## START

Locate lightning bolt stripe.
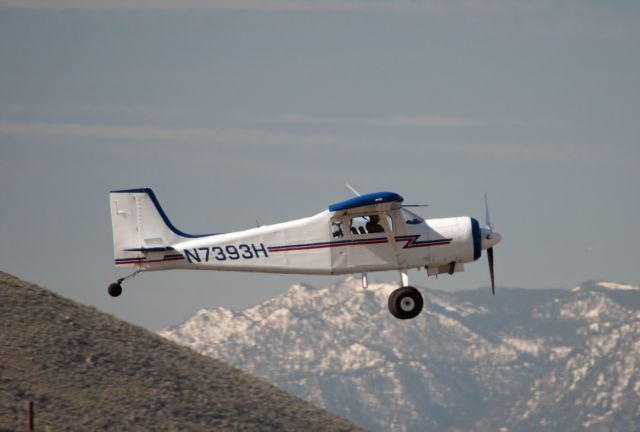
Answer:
[269,234,452,253]
[115,254,184,265]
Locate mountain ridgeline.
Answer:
[0,272,358,431]
[161,279,640,431]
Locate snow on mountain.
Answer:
[160,278,640,431]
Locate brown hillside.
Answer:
[0,272,358,431]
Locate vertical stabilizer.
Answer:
[109,188,208,263]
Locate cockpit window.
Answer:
[350,214,393,235]
[401,208,424,225]
[331,219,344,238]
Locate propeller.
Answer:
[484,193,496,295]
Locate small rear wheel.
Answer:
[108,283,122,297]
[389,286,424,319]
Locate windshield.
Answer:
[400,208,424,225]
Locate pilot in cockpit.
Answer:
[366,215,384,234]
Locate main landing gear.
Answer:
[389,270,424,319]
[389,286,424,319]
[107,270,142,297]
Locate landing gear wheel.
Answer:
[389,286,424,319]
[109,283,122,297]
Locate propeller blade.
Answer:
[484,192,493,231]
[487,248,496,295]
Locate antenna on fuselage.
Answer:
[344,183,361,196]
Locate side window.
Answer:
[331,219,344,238]
[349,214,393,235]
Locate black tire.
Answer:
[109,283,122,297]
[389,286,424,319]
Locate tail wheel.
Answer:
[108,283,122,297]
[389,286,424,319]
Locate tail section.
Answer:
[109,188,210,265]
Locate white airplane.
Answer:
[108,185,501,319]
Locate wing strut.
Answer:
[378,212,403,267]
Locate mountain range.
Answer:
[0,272,359,432]
[160,278,640,432]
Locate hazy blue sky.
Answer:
[0,0,640,329]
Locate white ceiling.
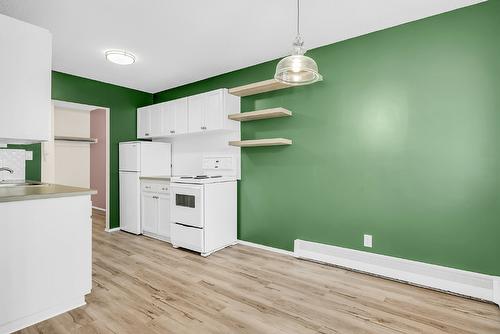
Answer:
[0,0,482,93]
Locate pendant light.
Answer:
[274,0,323,86]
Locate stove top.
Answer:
[170,175,236,184]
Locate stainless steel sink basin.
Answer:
[0,181,47,188]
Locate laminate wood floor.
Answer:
[15,215,500,334]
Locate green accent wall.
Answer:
[154,1,500,275]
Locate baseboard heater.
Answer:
[294,239,500,306]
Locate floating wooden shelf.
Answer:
[229,79,293,96]
[228,108,292,122]
[54,136,97,144]
[229,138,292,147]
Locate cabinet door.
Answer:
[137,107,151,138]
[188,94,205,133]
[161,101,175,136]
[172,98,188,134]
[150,105,163,137]
[203,90,224,130]
[0,15,53,142]
[157,195,170,238]
[141,192,158,233]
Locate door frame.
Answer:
[40,100,111,232]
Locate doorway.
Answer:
[41,100,110,231]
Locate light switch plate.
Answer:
[25,151,33,160]
[25,151,33,160]
[363,234,373,248]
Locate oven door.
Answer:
[170,183,204,228]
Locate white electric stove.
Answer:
[170,159,237,256]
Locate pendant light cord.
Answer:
[297,0,300,36]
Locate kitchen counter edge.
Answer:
[0,184,97,203]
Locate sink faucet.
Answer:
[0,167,14,174]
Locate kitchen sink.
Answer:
[0,181,47,188]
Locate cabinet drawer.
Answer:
[170,223,204,253]
[158,184,170,194]
[141,183,160,193]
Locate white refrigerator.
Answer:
[119,141,172,234]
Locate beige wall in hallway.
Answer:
[54,107,90,188]
[90,109,107,210]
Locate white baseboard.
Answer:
[238,240,294,256]
[294,239,500,305]
[0,296,85,333]
[142,231,172,244]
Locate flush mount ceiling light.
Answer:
[274,0,323,86]
[104,50,135,65]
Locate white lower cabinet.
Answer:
[141,180,170,241]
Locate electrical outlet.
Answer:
[363,234,373,248]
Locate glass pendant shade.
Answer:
[274,54,323,86]
[274,0,323,86]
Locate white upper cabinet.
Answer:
[188,89,240,133]
[0,14,52,143]
[149,105,163,137]
[161,97,188,136]
[137,106,153,138]
[137,89,240,138]
[137,104,163,138]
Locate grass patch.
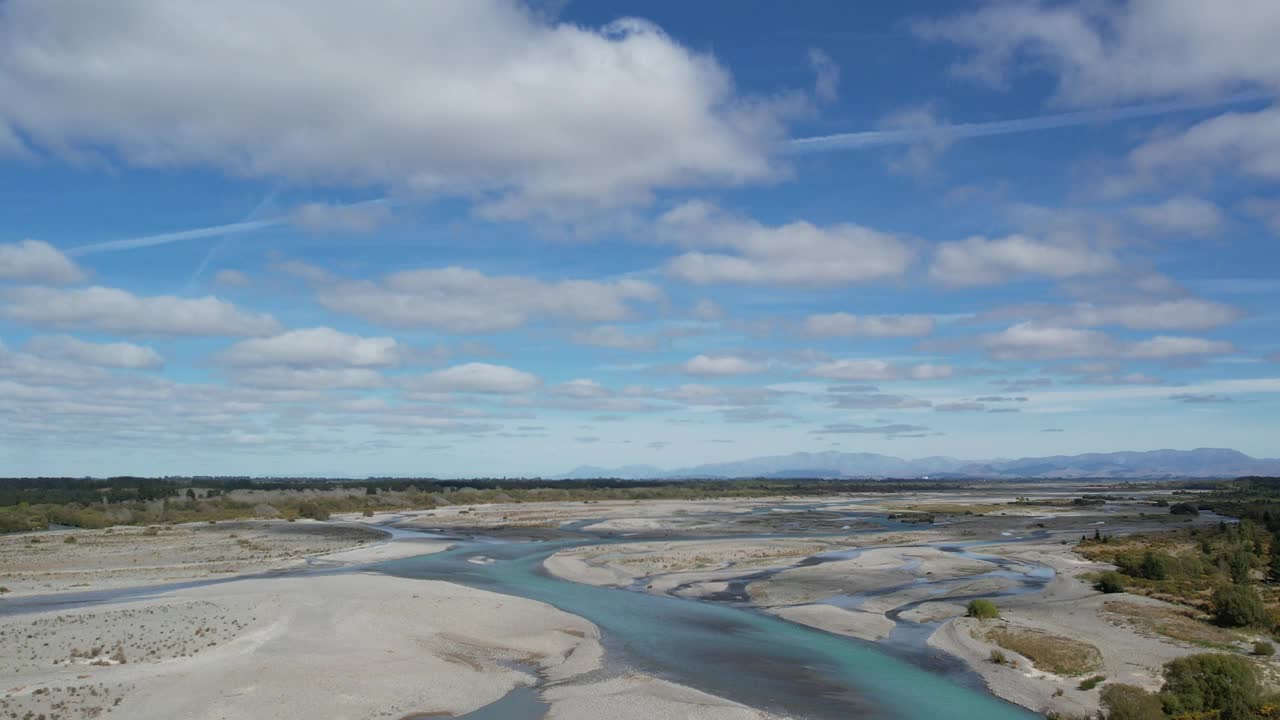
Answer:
[1102,600,1240,650]
[987,628,1102,676]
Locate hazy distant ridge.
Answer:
[561,447,1280,479]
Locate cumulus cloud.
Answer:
[232,366,385,391]
[979,322,1234,360]
[1123,336,1235,360]
[991,297,1243,331]
[809,360,955,382]
[804,313,933,337]
[1129,106,1280,179]
[316,268,663,333]
[26,336,164,370]
[929,234,1116,287]
[915,0,1280,105]
[809,423,929,437]
[658,201,915,286]
[0,240,84,284]
[1129,195,1224,237]
[408,363,541,395]
[221,328,401,368]
[0,286,280,337]
[0,0,800,215]
[650,383,786,407]
[680,355,768,377]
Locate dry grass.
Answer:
[1102,600,1242,650]
[986,626,1102,675]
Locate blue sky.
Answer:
[0,0,1280,475]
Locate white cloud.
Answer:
[980,322,1234,360]
[1051,297,1243,331]
[1242,197,1280,234]
[221,328,401,368]
[548,378,613,400]
[232,366,385,391]
[680,355,768,377]
[0,286,280,336]
[982,323,1115,360]
[289,202,392,233]
[991,297,1243,331]
[0,240,84,284]
[915,0,1280,105]
[655,383,786,407]
[929,234,1116,287]
[0,0,800,215]
[1129,106,1280,179]
[804,313,933,337]
[809,360,955,382]
[214,269,250,287]
[572,325,659,351]
[827,386,933,410]
[316,268,662,333]
[1124,336,1235,360]
[26,336,164,370]
[1129,195,1222,237]
[410,363,540,395]
[658,201,915,286]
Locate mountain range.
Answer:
[561,447,1280,479]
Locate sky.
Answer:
[0,0,1280,477]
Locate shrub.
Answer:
[1093,570,1124,593]
[1102,683,1166,720]
[965,600,1000,620]
[1160,653,1258,720]
[1142,550,1169,580]
[1213,585,1270,628]
[1079,675,1107,691]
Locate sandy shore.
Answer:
[0,515,771,720]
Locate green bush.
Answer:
[965,600,1000,620]
[1079,675,1107,691]
[1160,653,1258,720]
[1093,570,1124,593]
[1213,585,1270,628]
[1102,684,1167,720]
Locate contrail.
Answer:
[788,92,1272,154]
[187,187,279,292]
[64,194,394,256]
[67,218,288,256]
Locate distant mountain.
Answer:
[562,447,1280,479]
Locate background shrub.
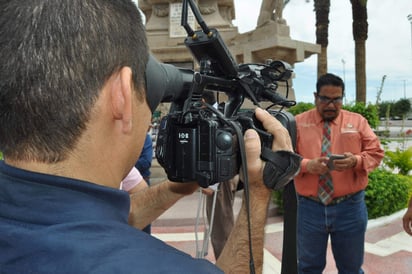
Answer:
[272,168,412,219]
[365,169,412,219]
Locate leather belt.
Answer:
[302,192,359,206]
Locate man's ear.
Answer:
[110,67,133,133]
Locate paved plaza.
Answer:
[152,121,412,274]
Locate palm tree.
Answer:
[350,0,368,103]
[314,0,330,78]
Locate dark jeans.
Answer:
[297,191,368,274]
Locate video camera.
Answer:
[146,0,296,187]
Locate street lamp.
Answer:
[341,58,347,105]
[407,14,412,52]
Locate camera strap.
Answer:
[260,147,302,190]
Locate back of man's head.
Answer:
[0,0,148,163]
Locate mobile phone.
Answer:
[328,154,346,170]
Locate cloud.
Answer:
[233,0,412,103]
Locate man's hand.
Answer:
[216,109,292,273]
[256,108,293,151]
[306,157,329,174]
[333,152,358,171]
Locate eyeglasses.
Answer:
[316,95,342,105]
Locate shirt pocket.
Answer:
[338,128,362,154]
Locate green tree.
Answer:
[392,99,411,118]
[342,102,379,128]
[350,0,368,103]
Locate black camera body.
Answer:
[156,110,240,187]
[146,0,296,187]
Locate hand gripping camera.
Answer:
[146,0,295,188]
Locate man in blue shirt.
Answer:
[0,0,298,274]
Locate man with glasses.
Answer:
[295,73,384,273]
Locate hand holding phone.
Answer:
[328,154,346,170]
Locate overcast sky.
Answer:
[233,0,412,103]
[136,0,412,103]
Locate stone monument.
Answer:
[138,0,320,109]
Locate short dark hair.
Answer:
[202,90,216,105]
[0,0,148,163]
[316,73,345,96]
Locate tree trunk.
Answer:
[350,0,368,103]
[314,0,330,78]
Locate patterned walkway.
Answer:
[152,193,412,274]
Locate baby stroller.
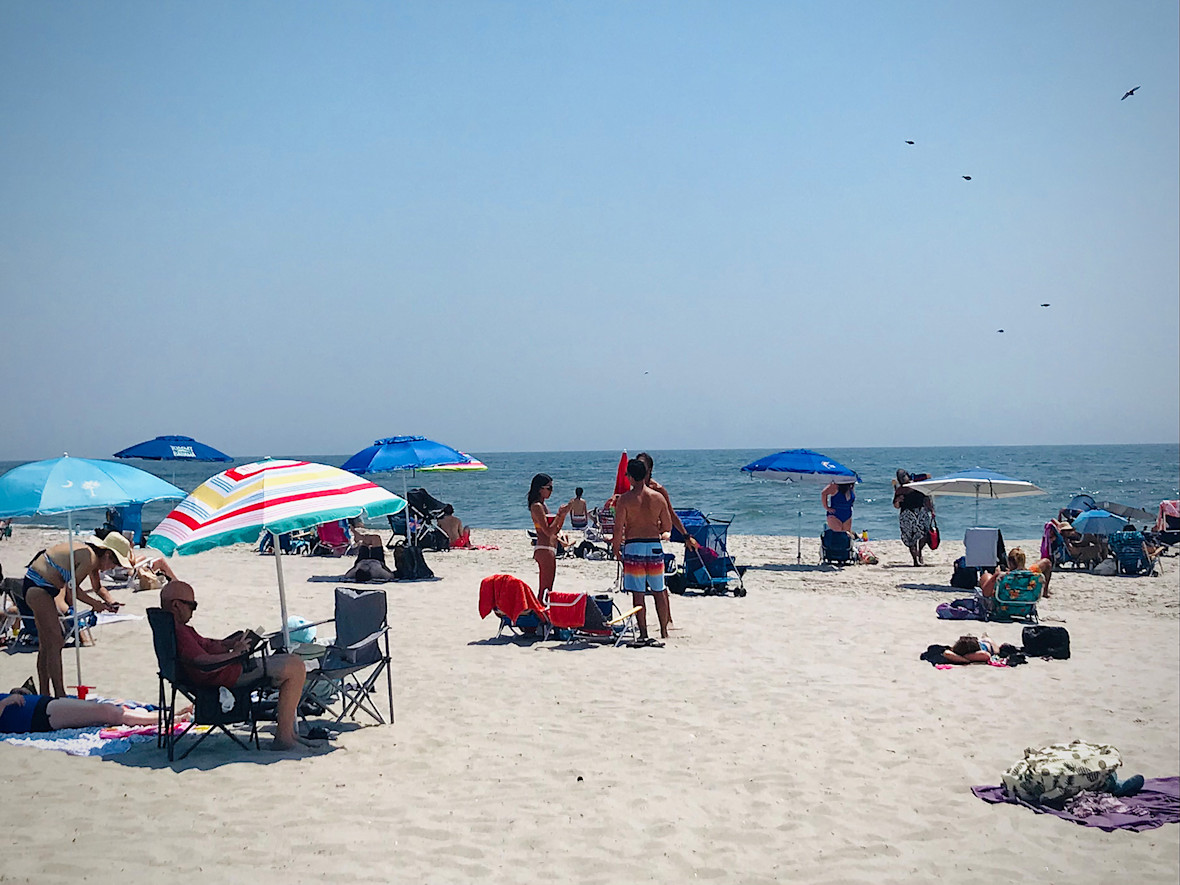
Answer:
[668,510,746,596]
[386,489,451,550]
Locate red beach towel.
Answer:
[479,575,545,624]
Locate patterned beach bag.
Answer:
[1003,741,1122,805]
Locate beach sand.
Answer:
[0,529,1180,885]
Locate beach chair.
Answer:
[989,569,1044,624]
[1108,532,1156,575]
[386,489,451,550]
[148,608,261,762]
[303,586,393,725]
[479,575,552,640]
[670,509,746,596]
[819,529,857,565]
[963,529,1008,571]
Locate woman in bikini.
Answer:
[820,483,857,535]
[529,473,570,602]
[24,532,131,697]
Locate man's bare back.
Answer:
[614,483,671,556]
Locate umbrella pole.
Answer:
[795,510,804,565]
[270,532,291,651]
[66,513,81,691]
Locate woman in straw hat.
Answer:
[24,532,131,697]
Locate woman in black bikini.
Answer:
[529,473,570,603]
[24,533,131,697]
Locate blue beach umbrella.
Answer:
[0,457,184,686]
[0,457,184,519]
[1073,510,1127,535]
[741,448,860,562]
[741,448,860,485]
[114,437,234,461]
[340,437,474,538]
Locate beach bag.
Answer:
[951,556,979,590]
[935,597,986,621]
[393,546,434,581]
[1021,624,1069,661]
[1002,741,1122,805]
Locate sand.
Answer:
[0,530,1180,885]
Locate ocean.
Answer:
[0,444,1180,540]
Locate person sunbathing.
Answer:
[943,635,999,664]
[0,688,184,734]
[979,548,1053,599]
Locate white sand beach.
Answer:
[0,529,1180,885]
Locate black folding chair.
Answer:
[301,586,393,725]
[148,609,264,762]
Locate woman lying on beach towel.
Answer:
[918,634,1025,667]
[0,688,181,734]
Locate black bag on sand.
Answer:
[1021,624,1069,661]
[951,556,979,590]
[394,546,434,581]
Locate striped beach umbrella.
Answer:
[151,460,406,648]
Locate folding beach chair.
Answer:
[670,509,746,596]
[148,608,261,762]
[479,575,553,640]
[303,586,393,725]
[819,529,857,565]
[1108,532,1156,575]
[989,569,1044,624]
[963,529,1008,571]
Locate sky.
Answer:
[0,0,1180,459]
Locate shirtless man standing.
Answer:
[611,458,671,642]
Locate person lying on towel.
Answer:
[0,688,181,734]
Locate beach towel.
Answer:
[971,778,1180,833]
[0,728,156,756]
[479,575,545,624]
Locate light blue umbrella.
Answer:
[0,457,185,519]
[1073,510,1127,535]
[0,457,184,686]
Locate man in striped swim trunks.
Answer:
[612,458,671,643]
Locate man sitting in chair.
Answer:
[159,581,323,750]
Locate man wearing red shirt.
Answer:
[159,581,323,749]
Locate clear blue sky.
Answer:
[0,0,1180,459]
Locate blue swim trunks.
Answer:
[623,538,664,594]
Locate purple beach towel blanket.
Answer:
[971,778,1180,833]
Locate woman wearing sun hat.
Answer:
[24,532,131,697]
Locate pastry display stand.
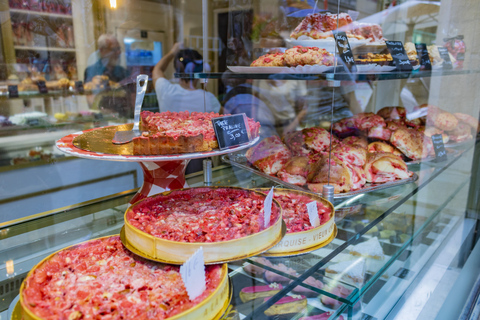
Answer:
[55,124,259,204]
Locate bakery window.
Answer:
[0,0,480,320]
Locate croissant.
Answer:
[365,152,413,183]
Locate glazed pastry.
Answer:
[365,152,413,183]
[292,276,323,297]
[307,155,352,193]
[240,283,283,303]
[302,127,330,152]
[245,136,292,174]
[277,157,309,186]
[368,126,392,141]
[284,46,333,67]
[250,52,285,67]
[283,130,310,156]
[377,107,407,120]
[342,136,368,148]
[332,145,367,167]
[263,295,307,316]
[390,128,434,160]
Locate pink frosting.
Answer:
[242,283,283,293]
[263,295,307,304]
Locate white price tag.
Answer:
[180,247,206,300]
[307,201,320,227]
[263,187,273,228]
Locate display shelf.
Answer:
[13,46,75,52]
[10,8,73,20]
[174,68,480,81]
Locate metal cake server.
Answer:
[112,74,148,144]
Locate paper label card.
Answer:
[212,113,250,150]
[263,187,273,228]
[37,80,48,93]
[437,47,453,70]
[75,81,85,93]
[415,43,432,70]
[432,134,447,161]
[385,41,413,71]
[180,247,207,300]
[333,31,357,72]
[307,201,320,227]
[8,85,18,98]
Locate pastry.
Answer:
[365,152,413,183]
[133,111,260,155]
[277,157,309,186]
[21,236,224,319]
[125,188,280,243]
[245,136,292,174]
[390,128,434,160]
[307,155,352,193]
[284,46,334,67]
[240,283,283,303]
[263,295,307,316]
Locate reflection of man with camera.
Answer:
[152,43,220,112]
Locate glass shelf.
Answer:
[174,68,480,81]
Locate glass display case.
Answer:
[0,0,480,320]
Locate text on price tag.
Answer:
[263,187,273,228]
[180,247,206,300]
[307,201,320,227]
[212,113,250,150]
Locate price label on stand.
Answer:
[37,80,48,93]
[8,85,18,98]
[180,247,206,300]
[307,201,320,227]
[415,43,432,70]
[263,187,273,228]
[432,134,447,161]
[385,41,413,71]
[333,31,357,72]
[438,47,453,70]
[212,113,250,150]
[75,81,85,94]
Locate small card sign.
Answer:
[333,31,357,72]
[8,85,18,98]
[180,247,206,300]
[37,80,48,93]
[307,201,320,227]
[212,113,250,150]
[432,134,447,161]
[263,187,273,228]
[415,43,432,70]
[75,81,85,93]
[438,47,453,70]
[385,41,413,71]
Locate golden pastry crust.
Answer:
[390,128,433,160]
[285,46,333,67]
[365,152,412,183]
[250,52,285,67]
[307,155,352,193]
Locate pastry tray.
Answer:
[222,154,418,199]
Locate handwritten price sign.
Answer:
[212,113,250,149]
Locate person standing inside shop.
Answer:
[84,34,128,82]
[152,43,220,112]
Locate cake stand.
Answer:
[55,123,260,204]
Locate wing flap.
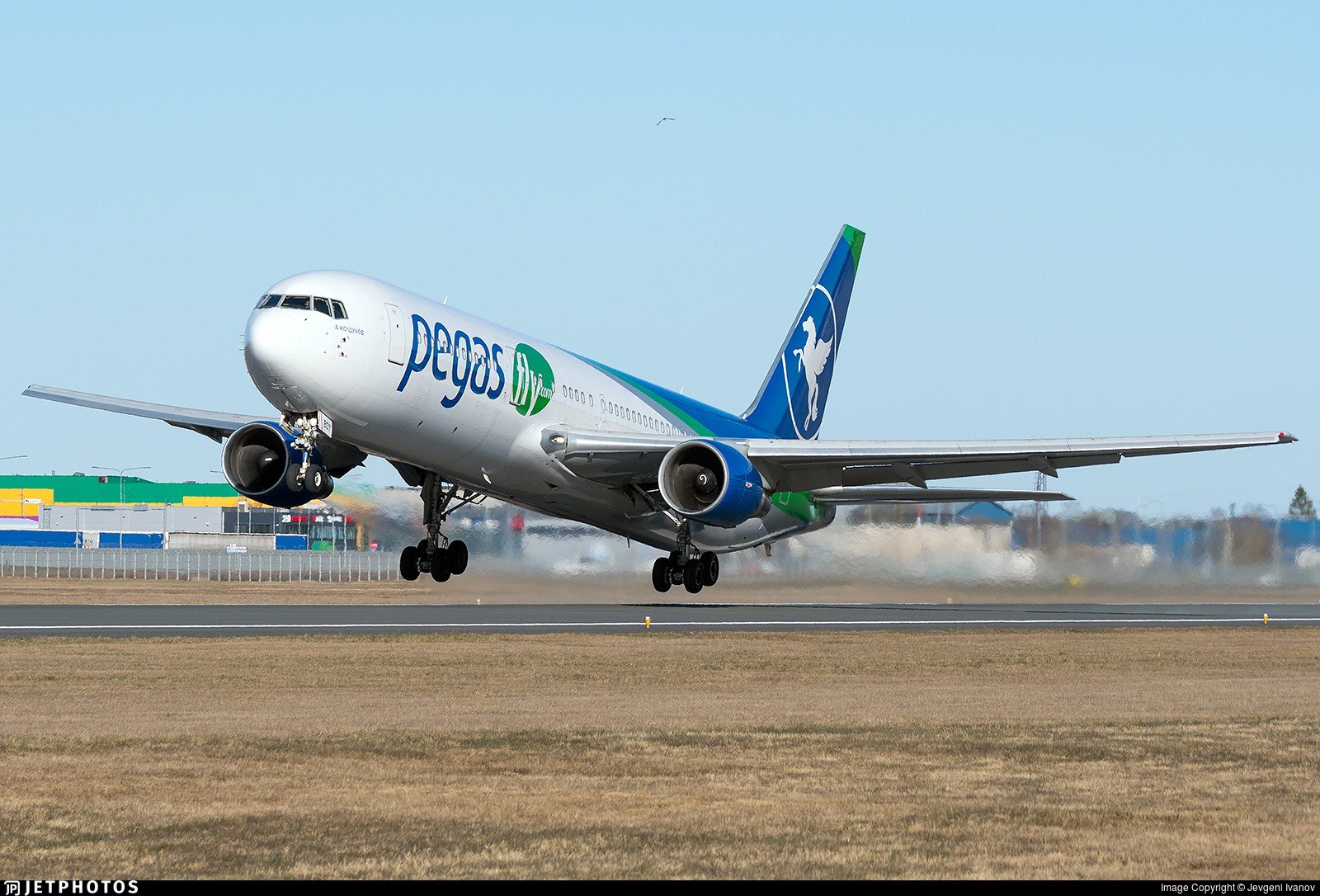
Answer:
[746,433,1296,491]
[22,385,257,442]
[541,429,1296,490]
[812,486,1076,504]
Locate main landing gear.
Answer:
[651,520,719,594]
[398,473,486,582]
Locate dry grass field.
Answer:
[0,627,1320,878]
[0,573,1320,605]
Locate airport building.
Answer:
[0,474,365,550]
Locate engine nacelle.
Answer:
[660,440,770,529]
[220,421,332,507]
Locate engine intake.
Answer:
[220,421,334,507]
[660,440,770,529]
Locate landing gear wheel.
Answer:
[682,559,701,594]
[398,545,421,582]
[431,548,450,582]
[449,541,467,575]
[697,550,719,586]
[651,557,672,594]
[302,465,334,499]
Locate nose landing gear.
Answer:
[651,520,719,594]
[398,473,486,582]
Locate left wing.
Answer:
[541,430,1298,490]
[22,385,367,476]
[22,385,257,442]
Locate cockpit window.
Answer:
[256,293,348,321]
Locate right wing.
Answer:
[22,385,257,442]
[541,429,1296,490]
[812,486,1077,504]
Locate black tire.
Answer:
[302,463,334,498]
[651,557,673,594]
[431,548,449,582]
[682,559,701,594]
[698,550,719,587]
[449,541,467,575]
[398,545,421,582]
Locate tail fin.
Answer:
[743,224,866,438]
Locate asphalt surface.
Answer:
[0,601,1320,638]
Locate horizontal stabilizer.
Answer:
[812,486,1077,504]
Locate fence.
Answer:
[0,548,398,582]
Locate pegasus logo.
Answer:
[780,284,838,438]
[794,318,834,422]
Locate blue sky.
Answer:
[0,2,1320,513]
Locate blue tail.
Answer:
[743,224,866,438]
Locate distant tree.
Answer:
[1289,486,1316,520]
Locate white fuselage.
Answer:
[244,271,833,552]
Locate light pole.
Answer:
[92,466,150,550]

## END

THE EXERCISE
Print exactly the lines above, starting at the line that contains "Locate tail fin." and ending with the last line of the records, both included.

ANSWER TO THE PROBLEM
Locate tail fin.
Answer:
[743,224,866,438]
Locate asphalt surface.
Answer:
[0,601,1320,638]
Locate horizontal stabilizer.
Answer:
[812,486,1077,504]
Locate fence.
Answer:
[0,548,398,582]
Locate pegasus logo.
Answer:
[780,284,838,438]
[794,318,834,422]
Locate blue sky.
Answer:
[0,2,1320,513]
Locate blue tail.
Answer:
[743,224,866,438]
Locate distant tree.
Answer:
[1289,486,1316,520]
Locate white fuselage.
Answer:
[244,271,833,552]
Locate light pole.
Answer:
[92,466,150,550]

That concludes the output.